======== DATA ========

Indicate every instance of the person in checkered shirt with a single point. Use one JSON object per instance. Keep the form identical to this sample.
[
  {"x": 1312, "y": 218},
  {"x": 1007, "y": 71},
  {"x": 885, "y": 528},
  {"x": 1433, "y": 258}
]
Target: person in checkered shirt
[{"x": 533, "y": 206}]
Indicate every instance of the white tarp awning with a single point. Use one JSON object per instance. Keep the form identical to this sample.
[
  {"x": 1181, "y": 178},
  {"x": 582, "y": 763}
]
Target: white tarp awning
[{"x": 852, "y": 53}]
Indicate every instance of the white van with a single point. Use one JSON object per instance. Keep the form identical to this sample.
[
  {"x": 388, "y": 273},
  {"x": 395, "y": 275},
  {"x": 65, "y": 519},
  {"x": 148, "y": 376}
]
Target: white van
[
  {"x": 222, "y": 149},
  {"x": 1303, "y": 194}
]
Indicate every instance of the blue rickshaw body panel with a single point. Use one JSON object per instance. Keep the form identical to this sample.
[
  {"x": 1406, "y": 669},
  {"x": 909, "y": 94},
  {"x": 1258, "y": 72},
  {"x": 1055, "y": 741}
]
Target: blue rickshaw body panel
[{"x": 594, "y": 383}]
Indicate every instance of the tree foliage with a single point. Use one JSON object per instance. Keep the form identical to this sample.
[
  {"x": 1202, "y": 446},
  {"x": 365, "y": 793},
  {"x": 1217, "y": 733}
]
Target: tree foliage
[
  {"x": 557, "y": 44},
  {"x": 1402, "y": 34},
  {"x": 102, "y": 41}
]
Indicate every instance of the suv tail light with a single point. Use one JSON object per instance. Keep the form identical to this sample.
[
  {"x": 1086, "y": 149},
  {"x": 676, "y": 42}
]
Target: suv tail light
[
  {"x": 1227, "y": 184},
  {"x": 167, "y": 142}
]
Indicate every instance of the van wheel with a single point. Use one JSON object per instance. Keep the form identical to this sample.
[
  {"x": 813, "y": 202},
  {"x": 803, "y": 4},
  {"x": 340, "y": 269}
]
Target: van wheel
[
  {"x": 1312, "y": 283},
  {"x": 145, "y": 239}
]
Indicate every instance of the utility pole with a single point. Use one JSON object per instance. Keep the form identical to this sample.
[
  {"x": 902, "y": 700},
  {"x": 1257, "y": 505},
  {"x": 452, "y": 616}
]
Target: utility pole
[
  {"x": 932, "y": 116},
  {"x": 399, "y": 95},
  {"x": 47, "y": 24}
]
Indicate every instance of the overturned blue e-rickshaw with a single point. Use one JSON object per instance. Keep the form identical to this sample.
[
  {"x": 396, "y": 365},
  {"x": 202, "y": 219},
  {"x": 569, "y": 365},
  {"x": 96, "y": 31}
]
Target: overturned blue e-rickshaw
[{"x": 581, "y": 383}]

========

* PROBLEM REQUIREMENTS:
Output the records in full. Match them exactly.

* EXERCISE OUTPUT:
Indicate every instance of the person in checkered shirt with a single point. Use one JSON object per instance. Keep the form identical to this sample.
[
  {"x": 1312, "y": 218},
  {"x": 1007, "y": 71},
  {"x": 885, "y": 528},
  {"x": 1433, "y": 258}
]
Target: person in checkered shirt
[{"x": 533, "y": 206}]
Indicate every instance of the white tarp awning with a single point. Use one JSON object per instance. Keep the form identical to this sample.
[
  {"x": 1181, "y": 178},
  {"x": 582, "y": 763}
]
Target: white tarp awning
[{"x": 852, "y": 53}]
Indicate every instance of the white van with a single point. Use one JSON object per instance. Keep the form identical to this sample.
[
  {"x": 388, "y": 273},
  {"x": 395, "y": 275},
  {"x": 65, "y": 519},
  {"x": 148, "y": 376}
]
Target: white van
[
  {"x": 222, "y": 149},
  {"x": 1303, "y": 194}
]
Indicate every instance of the blue rickshaw body panel with a single point. Use one JSON object per instance. Keep the form identical to this sample.
[
  {"x": 1406, "y": 669},
  {"x": 909, "y": 94},
  {"x": 1258, "y": 72},
  {"x": 1055, "y": 741}
]
Target: blue rickshaw body panel
[{"x": 594, "y": 383}]
Indicate every instance of the tree foliage with a single point. Use one JSON object per instance. Keep the form identical to this sample.
[
  {"x": 1202, "y": 446},
  {"x": 365, "y": 793},
  {"x": 1217, "y": 733}
]
Target: tree foliage
[
  {"x": 557, "y": 44},
  {"x": 1402, "y": 34},
  {"x": 102, "y": 41}
]
Indicate every instance of the suv tail light with a single point. Use one JSON object per instance. Keep the form identical to this sample.
[
  {"x": 1086, "y": 149},
  {"x": 676, "y": 42}
]
Target: suv tail light
[
  {"x": 1227, "y": 184},
  {"x": 167, "y": 142}
]
Indicate every instance of the van wheel with a single point. Use one JSON object per instance. Keep the form identical to this sample.
[
  {"x": 813, "y": 202},
  {"x": 803, "y": 4},
  {"x": 340, "y": 269}
]
Target: van wheel
[
  {"x": 1312, "y": 283},
  {"x": 145, "y": 239}
]
Indicate every instance of the utility pole with a single point. Use one JSON object per instance. Keep the form identical to this sample.
[
  {"x": 902, "y": 700},
  {"x": 1257, "y": 505},
  {"x": 452, "y": 616}
]
Target: utility pole
[
  {"x": 932, "y": 116},
  {"x": 399, "y": 95},
  {"x": 47, "y": 24}
]
Indicate every instance of the overturned blue e-rickshaw with a single point. Use one JSON object per instance. Keep the form identical to this sample.
[
  {"x": 396, "y": 365},
  {"x": 202, "y": 219},
  {"x": 569, "y": 365},
  {"x": 96, "y": 31}
]
Target: overturned blue e-rickshaw
[{"x": 581, "y": 383}]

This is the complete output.